====== INFORMATION
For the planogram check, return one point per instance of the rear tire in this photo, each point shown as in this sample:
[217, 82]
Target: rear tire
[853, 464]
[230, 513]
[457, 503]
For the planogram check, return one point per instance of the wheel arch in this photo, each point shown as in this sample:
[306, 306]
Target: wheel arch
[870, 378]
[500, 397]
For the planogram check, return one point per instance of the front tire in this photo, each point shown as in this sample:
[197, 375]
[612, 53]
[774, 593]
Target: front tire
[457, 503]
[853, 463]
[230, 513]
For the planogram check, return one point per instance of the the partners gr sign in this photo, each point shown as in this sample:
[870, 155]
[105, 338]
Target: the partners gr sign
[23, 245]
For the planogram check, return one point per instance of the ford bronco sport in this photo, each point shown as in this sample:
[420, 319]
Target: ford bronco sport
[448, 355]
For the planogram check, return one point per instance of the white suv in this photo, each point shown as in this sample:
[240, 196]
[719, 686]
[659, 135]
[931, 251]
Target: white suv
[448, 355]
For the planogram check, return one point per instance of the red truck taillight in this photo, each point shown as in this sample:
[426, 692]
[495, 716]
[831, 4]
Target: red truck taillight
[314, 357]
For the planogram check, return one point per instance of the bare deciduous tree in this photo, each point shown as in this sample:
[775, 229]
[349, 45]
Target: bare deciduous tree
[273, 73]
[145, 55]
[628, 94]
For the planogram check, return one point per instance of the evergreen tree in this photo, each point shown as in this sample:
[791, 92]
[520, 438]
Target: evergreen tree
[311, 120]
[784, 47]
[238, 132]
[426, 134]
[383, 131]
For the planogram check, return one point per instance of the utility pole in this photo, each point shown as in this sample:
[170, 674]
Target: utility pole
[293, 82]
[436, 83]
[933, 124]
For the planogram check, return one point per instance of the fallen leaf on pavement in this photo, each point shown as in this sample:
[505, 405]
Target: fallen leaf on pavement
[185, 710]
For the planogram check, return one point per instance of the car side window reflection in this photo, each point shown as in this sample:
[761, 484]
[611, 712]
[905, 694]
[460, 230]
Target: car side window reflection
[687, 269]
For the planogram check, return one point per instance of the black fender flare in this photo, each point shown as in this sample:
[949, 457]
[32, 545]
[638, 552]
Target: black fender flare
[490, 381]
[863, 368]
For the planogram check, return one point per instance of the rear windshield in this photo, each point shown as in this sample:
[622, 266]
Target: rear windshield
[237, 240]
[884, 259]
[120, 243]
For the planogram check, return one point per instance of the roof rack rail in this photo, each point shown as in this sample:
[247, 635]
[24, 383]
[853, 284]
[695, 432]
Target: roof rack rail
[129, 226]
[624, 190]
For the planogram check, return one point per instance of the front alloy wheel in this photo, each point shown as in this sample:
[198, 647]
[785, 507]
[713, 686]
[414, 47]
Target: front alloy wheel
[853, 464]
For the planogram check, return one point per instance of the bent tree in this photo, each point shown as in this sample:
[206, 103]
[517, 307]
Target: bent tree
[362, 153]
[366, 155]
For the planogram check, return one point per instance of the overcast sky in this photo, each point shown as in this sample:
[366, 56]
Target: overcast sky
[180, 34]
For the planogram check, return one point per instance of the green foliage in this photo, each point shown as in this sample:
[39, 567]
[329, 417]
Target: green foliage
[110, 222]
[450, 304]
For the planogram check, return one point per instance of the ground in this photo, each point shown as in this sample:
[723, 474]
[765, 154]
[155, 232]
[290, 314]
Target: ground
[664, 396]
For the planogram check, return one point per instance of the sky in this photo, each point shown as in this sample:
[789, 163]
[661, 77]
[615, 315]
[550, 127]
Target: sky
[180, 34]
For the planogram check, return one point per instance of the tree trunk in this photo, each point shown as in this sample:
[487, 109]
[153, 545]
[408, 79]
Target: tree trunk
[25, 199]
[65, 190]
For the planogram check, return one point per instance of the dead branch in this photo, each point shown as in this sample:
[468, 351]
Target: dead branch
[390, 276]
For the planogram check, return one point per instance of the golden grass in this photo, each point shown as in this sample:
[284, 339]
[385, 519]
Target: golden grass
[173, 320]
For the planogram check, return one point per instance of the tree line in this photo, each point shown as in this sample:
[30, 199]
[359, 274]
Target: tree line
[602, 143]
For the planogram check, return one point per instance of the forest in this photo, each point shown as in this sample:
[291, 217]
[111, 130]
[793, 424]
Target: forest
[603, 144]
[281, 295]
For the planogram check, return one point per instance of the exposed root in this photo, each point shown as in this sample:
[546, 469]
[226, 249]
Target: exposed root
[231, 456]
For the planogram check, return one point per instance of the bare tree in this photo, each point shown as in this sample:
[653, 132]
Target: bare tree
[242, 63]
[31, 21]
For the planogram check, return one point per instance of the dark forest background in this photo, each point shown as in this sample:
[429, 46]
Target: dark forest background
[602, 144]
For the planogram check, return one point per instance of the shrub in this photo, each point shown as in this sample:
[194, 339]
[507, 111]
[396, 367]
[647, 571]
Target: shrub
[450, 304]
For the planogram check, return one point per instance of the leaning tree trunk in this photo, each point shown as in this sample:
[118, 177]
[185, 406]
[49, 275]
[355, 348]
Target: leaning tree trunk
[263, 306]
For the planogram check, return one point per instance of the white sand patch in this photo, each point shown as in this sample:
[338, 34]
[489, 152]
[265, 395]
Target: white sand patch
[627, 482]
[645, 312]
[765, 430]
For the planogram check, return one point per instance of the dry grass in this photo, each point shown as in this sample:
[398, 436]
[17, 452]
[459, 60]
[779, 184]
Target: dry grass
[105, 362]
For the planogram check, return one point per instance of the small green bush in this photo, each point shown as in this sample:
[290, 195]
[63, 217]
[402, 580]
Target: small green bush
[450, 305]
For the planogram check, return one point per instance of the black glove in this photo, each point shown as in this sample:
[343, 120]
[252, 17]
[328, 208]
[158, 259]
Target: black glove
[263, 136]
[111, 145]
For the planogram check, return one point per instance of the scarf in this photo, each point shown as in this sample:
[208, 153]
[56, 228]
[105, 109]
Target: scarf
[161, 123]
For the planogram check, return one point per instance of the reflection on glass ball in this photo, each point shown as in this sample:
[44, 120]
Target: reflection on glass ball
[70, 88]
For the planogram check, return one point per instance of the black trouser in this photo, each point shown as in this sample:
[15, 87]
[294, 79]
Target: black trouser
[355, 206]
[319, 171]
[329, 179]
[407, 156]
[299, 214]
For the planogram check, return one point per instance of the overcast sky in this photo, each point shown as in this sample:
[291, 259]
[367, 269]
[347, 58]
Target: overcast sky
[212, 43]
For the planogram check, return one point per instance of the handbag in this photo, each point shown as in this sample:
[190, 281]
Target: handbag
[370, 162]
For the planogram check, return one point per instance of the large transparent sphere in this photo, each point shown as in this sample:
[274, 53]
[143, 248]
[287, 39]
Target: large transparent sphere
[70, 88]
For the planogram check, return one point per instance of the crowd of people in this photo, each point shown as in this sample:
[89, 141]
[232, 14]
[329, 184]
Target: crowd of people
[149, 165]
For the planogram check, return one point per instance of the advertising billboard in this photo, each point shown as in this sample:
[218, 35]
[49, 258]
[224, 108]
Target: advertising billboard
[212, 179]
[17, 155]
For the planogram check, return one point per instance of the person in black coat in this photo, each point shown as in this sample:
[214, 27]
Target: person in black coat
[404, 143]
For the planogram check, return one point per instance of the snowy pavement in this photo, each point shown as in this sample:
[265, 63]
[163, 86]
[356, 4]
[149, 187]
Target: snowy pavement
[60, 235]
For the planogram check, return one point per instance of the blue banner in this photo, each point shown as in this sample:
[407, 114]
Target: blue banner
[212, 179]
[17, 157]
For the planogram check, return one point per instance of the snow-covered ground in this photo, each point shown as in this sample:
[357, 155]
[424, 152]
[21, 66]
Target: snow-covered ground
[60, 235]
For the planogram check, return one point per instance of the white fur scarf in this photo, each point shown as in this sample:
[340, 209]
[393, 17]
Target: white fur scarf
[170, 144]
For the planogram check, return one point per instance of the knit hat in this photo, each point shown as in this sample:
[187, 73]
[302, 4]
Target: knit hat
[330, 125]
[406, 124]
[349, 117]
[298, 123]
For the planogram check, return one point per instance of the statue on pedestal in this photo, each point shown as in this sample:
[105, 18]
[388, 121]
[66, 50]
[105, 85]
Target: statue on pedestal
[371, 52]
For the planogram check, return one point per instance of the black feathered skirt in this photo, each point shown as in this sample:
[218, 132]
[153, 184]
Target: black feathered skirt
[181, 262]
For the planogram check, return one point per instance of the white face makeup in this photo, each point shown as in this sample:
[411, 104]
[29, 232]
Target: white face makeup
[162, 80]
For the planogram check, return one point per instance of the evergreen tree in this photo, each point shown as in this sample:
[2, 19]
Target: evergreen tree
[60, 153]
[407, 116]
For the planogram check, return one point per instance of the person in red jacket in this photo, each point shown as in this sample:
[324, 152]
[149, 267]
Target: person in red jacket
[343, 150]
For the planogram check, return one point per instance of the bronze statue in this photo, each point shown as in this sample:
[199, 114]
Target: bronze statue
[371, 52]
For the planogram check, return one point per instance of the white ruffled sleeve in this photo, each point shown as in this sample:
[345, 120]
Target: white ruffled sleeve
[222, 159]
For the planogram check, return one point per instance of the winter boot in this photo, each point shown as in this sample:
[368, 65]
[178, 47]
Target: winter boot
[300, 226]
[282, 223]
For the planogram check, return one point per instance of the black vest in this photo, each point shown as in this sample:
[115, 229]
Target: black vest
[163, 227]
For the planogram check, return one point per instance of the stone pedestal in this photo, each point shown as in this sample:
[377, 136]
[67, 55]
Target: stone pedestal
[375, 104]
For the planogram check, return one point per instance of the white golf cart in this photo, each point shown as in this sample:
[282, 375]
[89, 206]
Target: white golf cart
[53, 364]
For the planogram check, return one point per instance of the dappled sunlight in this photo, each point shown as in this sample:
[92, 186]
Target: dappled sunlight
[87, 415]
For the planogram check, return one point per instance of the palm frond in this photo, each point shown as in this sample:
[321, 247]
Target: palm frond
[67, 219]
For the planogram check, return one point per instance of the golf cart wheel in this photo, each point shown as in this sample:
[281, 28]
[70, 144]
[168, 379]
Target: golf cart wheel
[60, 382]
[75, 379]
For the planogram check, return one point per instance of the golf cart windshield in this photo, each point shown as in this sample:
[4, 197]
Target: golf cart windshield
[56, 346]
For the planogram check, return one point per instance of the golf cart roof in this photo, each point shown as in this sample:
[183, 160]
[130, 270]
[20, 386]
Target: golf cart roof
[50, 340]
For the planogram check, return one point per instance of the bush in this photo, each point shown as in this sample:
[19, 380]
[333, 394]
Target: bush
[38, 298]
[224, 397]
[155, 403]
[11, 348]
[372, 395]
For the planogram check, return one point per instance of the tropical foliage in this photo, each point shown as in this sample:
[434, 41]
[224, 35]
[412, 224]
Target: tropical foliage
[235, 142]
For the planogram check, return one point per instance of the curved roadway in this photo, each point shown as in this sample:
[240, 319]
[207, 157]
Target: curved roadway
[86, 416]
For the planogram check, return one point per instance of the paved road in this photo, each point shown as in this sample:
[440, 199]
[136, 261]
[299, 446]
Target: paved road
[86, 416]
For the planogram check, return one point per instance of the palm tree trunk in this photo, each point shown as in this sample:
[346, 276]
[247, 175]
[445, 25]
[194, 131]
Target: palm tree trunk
============
[REQUIRED WORK]: Quote the records above from their first line through the line containing "the white suv", both ends included.

[RESPONSE TO THIS EXERCISE]:
For the planogram check, return one point per instance of the rear tire in this photo, each point shown as in this sample:
[217, 82]
Target: rear tire
[853, 464]
[230, 513]
[457, 503]
For the planogram check, return one point per instance of the wheel arch in this photo, each point shown as in this sample:
[306, 306]
Target: wheel arch
[870, 378]
[500, 397]
For the planogram check, return one point per instance of the front tire in this photo, each point shown as in this sample:
[197, 375]
[612, 53]
[774, 593]
Target: front tire
[457, 503]
[853, 463]
[230, 513]
For the planogram check, return one point per instance of the the partners gr sign in this photo, each point shown as in this sample:
[870, 155]
[105, 338]
Target: the partners gr sign
[23, 245]
For the planogram check, return one point per instance of the ford bronco sport in this photo, each point shown as in this sample:
[420, 319]
Target: ford bronco sport
[448, 355]
For the planogram check, return one point per instance of the white suv in this photo, each point shown as in this sample:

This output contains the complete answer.